• _STATED GOAL_: Copy the line with "Target: foreground vegetation silhouette" and all lines following it through the last line of the entries, exactly as written.

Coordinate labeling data
● ● ● ● ●

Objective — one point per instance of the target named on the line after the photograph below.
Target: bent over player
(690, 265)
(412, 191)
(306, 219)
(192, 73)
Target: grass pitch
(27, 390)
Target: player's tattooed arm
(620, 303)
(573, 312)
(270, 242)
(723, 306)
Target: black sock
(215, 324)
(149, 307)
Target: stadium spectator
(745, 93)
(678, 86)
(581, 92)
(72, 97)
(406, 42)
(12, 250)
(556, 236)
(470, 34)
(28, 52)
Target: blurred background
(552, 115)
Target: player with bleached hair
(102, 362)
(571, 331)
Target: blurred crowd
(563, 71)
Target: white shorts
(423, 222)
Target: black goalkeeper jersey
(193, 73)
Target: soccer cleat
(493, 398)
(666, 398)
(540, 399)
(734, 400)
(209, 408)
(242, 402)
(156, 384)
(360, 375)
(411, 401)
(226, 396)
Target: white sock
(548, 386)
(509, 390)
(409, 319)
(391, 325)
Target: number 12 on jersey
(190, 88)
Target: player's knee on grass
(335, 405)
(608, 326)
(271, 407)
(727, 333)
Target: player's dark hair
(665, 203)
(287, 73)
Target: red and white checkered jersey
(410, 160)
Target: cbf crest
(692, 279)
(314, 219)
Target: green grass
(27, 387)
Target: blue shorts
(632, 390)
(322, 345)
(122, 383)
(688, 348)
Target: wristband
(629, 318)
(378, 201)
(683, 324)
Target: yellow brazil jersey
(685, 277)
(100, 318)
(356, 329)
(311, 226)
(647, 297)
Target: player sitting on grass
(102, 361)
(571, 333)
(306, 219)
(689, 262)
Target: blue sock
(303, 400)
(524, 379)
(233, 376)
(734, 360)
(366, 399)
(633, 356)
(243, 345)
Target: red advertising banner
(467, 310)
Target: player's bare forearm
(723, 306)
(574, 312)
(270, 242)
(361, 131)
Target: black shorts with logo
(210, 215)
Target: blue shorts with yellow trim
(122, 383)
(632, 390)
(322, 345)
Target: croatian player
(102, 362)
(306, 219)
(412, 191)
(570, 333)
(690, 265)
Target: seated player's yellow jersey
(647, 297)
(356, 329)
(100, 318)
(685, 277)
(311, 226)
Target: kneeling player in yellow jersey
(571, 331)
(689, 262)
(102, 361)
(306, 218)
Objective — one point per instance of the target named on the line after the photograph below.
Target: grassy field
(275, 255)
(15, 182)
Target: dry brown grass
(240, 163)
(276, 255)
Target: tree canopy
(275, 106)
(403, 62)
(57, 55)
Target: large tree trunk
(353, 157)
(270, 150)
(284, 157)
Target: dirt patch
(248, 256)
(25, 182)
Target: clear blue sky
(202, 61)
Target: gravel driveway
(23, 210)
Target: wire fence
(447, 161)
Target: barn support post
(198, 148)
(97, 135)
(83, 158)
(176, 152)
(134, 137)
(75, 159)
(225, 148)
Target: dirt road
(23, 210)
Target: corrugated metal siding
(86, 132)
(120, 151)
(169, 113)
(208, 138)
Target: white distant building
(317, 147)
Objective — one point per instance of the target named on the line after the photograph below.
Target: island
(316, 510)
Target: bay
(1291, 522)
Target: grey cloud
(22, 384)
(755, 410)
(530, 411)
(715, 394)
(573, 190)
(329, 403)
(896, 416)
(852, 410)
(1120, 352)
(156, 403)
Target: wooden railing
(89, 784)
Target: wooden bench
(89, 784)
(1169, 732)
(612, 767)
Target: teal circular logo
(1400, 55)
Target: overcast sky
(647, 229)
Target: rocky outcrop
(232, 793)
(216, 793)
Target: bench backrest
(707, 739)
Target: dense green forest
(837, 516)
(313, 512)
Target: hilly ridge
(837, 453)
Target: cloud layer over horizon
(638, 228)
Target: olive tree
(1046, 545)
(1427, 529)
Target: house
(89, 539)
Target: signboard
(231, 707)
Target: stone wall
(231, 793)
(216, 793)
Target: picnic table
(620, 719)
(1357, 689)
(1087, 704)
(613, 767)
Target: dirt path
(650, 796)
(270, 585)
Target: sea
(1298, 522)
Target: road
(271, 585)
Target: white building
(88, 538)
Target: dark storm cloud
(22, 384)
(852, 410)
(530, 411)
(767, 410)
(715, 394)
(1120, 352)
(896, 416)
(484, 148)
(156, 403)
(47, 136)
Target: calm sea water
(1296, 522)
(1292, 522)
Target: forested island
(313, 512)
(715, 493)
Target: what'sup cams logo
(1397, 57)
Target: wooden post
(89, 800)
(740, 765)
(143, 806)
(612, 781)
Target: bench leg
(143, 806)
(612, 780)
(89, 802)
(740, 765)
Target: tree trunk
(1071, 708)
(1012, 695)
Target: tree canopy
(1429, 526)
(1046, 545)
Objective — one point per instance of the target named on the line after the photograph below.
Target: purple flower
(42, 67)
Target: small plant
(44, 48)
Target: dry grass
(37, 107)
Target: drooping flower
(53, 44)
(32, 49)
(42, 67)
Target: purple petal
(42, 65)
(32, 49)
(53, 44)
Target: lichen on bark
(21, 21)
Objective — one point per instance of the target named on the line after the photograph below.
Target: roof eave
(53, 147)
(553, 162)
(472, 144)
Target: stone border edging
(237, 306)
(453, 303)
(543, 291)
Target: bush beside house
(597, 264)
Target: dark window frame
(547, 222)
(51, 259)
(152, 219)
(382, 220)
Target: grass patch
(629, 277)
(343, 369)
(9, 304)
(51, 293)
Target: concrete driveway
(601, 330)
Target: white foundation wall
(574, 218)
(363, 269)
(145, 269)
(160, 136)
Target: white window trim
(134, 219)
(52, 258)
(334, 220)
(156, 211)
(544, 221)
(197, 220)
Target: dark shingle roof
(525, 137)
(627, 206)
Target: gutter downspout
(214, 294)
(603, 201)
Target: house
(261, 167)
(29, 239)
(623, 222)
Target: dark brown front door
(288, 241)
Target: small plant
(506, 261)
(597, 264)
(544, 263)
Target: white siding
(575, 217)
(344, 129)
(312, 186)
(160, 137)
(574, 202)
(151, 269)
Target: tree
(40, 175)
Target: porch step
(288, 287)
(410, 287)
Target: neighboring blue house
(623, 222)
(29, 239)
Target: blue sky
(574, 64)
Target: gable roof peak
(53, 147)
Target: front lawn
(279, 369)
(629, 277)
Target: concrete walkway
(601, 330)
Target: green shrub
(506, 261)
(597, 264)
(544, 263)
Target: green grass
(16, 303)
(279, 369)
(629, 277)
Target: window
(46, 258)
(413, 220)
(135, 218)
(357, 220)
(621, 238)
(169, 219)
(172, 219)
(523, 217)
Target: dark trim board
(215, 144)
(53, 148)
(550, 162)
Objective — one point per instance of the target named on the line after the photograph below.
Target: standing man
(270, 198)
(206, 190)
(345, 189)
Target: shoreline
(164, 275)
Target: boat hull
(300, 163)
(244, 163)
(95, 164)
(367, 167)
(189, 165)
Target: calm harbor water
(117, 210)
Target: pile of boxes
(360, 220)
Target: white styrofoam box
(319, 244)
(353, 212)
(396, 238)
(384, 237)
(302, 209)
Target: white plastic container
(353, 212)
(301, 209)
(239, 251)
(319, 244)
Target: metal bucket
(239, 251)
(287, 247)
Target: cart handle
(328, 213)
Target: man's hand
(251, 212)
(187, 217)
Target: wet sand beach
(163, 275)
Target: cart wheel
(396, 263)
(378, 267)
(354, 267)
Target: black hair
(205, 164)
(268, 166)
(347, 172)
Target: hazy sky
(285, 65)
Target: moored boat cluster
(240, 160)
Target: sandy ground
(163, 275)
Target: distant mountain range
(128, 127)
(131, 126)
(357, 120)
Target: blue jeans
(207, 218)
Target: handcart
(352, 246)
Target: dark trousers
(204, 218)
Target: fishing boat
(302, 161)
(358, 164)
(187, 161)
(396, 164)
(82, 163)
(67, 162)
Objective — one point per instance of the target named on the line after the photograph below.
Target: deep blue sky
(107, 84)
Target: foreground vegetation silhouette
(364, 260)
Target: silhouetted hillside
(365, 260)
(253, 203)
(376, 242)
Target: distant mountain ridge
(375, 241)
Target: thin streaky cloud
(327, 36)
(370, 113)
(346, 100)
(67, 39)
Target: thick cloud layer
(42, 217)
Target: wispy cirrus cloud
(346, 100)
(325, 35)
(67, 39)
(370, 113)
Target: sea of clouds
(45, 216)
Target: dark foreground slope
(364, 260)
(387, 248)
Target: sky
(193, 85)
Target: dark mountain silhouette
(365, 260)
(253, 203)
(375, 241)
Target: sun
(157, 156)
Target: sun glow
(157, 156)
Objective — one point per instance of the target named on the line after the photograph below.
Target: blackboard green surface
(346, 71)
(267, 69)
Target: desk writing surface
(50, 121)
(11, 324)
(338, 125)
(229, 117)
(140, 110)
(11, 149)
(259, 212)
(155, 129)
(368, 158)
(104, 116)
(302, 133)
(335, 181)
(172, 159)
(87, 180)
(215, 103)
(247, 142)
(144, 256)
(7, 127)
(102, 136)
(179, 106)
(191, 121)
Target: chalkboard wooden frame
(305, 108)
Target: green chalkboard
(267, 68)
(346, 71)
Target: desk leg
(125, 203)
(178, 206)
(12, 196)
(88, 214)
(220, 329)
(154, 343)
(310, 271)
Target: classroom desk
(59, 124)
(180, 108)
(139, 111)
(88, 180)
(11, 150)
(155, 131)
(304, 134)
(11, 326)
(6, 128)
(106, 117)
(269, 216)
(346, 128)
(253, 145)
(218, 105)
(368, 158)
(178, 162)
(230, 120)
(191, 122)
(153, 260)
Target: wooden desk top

● ● ● ● ●

• _TASK RESPONSE_:
Target: foreground vegetation silhouette
(364, 260)
Target: silhouetted hillside
(365, 260)
(253, 203)
(376, 242)
Target: distant mountain ridge
(375, 241)
Target: thin streaky cloud
(327, 36)
(370, 113)
(346, 100)
(67, 39)
Target: thick cloud layer
(42, 217)
Target: wispy cirrus cloud
(346, 100)
(325, 35)
(67, 39)
(370, 113)
Target: sea of clouds
(45, 216)
Target: dark foreground slope
(364, 260)
(387, 248)
Target: sky
(193, 85)
Target: dark mountain silhouette
(365, 260)
(253, 203)
(375, 241)
Target: sun
(157, 156)
Target: sun glow
(157, 156)
Objective — one point per instance of the target named on the line after the photograph below.
Target: blackboard green surface
(346, 71)
(267, 69)
Target: desk writing surface
(50, 121)
(11, 324)
(338, 125)
(229, 117)
(140, 110)
(11, 149)
(259, 212)
(155, 129)
(368, 158)
(104, 116)
(302, 133)
(335, 181)
(172, 159)
(87, 180)
(215, 103)
(247, 142)
(144, 256)
(7, 127)
(102, 136)
(179, 106)
(191, 121)
Target: chalkboard wooden frame
(305, 108)
Target: green chalkboard
(267, 68)
(346, 71)
Target: desk leg
(125, 203)
(178, 206)
(12, 196)
(88, 214)
(220, 329)
(154, 343)
(310, 271)
Target: classroom desk
(59, 124)
(180, 108)
(139, 111)
(88, 180)
(11, 150)
(155, 131)
(304, 134)
(11, 326)
(6, 128)
(106, 117)
(269, 216)
(346, 128)
(253, 145)
(218, 105)
(368, 158)
(178, 162)
(230, 120)
(191, 122)
(153, 260)
Target: wooden desk top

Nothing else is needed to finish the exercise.